How to complete this task: Below are some entries; state how many of their lines contain the word "grape", with nothing else in the reply.

Material for this task:
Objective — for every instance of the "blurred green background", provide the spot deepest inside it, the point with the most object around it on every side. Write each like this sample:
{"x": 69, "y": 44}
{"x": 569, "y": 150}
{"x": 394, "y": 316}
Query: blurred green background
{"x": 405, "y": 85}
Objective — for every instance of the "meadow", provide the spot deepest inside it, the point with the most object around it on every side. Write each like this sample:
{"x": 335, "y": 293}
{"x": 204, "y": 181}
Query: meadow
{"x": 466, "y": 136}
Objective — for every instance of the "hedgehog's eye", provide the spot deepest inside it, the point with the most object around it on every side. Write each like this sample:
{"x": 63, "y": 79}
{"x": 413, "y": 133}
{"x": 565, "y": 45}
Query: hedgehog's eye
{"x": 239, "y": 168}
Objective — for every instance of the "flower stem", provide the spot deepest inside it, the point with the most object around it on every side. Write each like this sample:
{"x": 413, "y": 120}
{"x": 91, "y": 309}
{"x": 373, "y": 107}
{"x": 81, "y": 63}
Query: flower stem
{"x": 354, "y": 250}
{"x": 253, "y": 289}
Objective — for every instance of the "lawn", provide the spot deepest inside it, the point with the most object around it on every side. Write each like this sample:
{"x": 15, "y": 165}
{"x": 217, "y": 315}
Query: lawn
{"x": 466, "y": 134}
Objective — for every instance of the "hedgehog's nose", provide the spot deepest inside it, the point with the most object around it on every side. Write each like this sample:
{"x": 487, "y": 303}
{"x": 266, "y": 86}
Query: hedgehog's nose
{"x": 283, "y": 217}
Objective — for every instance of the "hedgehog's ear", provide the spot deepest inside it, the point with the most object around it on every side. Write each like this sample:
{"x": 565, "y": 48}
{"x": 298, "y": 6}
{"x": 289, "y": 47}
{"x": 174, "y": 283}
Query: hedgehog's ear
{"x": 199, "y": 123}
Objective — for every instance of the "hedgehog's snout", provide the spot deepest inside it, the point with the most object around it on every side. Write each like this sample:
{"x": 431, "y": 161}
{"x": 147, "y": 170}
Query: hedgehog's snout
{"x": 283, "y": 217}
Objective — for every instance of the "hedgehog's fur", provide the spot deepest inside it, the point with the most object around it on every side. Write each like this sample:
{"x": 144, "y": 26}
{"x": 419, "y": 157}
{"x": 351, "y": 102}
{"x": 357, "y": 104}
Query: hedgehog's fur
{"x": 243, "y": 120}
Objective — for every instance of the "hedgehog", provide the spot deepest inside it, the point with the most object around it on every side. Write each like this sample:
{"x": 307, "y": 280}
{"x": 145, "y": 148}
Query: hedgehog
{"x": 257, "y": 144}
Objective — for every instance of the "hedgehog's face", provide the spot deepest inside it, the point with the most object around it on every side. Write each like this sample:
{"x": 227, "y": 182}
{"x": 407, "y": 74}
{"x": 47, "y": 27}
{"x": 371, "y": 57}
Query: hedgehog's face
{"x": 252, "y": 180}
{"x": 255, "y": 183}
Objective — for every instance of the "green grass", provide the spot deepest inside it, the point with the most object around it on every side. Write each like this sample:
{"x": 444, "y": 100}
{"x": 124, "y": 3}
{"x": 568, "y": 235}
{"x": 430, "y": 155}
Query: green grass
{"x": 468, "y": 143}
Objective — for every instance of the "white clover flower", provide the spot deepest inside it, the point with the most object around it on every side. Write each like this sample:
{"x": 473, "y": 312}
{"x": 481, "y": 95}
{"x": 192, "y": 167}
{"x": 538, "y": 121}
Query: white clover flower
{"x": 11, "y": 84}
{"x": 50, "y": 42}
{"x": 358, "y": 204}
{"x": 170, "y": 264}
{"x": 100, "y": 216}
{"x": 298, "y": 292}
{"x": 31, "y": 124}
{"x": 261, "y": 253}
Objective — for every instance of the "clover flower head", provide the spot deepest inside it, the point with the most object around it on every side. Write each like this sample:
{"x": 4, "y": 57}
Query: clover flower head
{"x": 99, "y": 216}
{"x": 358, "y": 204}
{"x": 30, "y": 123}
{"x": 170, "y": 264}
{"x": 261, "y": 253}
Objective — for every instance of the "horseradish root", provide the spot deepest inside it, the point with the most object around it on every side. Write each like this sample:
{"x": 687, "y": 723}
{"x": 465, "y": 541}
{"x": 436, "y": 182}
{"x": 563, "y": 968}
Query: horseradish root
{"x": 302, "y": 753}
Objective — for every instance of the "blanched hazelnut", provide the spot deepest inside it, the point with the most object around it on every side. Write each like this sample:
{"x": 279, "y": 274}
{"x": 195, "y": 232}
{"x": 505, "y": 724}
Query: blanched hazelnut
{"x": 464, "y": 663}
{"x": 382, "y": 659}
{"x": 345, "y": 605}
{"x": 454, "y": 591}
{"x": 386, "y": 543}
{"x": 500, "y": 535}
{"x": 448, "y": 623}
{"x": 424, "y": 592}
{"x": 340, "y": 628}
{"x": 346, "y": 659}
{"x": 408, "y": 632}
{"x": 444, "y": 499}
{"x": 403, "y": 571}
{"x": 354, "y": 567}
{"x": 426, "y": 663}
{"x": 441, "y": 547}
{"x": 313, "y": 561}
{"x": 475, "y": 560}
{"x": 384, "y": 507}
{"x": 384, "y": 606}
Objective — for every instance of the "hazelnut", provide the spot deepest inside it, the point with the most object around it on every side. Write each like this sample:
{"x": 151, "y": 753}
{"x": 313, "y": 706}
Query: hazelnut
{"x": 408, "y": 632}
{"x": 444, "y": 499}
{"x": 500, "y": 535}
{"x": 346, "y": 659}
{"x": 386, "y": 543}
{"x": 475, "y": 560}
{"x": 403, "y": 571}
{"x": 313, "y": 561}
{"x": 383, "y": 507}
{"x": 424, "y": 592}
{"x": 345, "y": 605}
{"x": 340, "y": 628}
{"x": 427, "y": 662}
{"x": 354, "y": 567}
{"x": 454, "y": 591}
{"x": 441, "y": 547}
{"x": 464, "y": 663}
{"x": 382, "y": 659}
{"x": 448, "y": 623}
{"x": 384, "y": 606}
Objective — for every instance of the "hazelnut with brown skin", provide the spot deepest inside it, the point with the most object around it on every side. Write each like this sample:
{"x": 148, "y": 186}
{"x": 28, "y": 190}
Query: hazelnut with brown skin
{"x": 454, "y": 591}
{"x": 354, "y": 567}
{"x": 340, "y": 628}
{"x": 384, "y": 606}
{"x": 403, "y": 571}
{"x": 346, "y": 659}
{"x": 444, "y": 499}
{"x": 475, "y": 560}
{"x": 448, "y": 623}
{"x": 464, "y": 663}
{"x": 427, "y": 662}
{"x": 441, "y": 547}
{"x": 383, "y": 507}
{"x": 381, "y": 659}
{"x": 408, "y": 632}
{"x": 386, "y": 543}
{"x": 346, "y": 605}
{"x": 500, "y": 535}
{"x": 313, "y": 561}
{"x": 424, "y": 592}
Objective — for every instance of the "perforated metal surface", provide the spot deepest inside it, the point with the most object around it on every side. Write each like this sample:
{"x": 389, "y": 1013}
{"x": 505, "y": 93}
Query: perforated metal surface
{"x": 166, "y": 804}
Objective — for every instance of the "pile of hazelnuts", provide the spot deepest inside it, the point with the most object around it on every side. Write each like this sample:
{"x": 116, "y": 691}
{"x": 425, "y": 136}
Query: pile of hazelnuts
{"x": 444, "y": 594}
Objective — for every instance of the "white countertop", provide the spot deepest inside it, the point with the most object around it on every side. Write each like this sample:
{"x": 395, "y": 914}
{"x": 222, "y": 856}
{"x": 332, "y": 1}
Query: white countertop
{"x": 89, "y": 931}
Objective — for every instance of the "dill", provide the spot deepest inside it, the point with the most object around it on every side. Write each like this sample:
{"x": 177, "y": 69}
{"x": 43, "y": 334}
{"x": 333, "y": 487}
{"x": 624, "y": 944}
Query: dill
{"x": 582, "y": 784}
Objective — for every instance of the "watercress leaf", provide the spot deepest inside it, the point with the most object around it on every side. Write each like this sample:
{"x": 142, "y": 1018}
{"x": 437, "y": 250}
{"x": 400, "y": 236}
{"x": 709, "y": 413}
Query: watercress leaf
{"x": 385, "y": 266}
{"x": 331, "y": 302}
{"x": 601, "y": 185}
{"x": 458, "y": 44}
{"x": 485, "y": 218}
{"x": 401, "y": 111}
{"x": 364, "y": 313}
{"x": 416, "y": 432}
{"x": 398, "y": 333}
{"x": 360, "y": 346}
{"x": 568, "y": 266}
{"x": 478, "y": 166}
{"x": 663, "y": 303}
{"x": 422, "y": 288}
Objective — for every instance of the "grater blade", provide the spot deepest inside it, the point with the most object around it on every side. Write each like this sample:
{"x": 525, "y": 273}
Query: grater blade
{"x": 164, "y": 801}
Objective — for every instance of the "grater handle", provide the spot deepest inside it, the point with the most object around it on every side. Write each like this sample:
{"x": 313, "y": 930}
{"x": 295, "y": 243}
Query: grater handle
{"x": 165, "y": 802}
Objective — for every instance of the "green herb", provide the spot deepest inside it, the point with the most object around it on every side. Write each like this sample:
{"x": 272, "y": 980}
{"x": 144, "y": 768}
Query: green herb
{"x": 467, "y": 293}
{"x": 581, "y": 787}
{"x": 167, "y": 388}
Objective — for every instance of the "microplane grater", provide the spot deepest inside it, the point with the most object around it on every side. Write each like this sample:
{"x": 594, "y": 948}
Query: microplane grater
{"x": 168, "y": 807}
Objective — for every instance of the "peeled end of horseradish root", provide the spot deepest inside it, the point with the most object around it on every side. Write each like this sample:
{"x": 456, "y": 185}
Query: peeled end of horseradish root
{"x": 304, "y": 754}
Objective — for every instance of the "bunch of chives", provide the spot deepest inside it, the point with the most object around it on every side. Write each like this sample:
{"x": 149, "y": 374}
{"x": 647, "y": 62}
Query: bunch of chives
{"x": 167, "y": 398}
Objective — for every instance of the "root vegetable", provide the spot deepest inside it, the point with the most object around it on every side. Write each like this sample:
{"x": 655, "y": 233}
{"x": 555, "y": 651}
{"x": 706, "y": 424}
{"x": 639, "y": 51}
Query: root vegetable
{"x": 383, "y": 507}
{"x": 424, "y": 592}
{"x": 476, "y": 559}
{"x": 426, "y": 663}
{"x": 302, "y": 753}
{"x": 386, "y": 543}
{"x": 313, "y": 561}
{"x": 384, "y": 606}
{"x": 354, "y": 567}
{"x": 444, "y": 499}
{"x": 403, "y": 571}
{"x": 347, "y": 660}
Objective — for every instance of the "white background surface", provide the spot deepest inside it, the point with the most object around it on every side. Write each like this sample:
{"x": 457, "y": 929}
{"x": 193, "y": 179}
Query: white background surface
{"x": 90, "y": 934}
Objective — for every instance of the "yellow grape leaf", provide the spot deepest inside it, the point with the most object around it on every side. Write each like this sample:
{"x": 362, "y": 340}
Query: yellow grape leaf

Answer to the problem: 2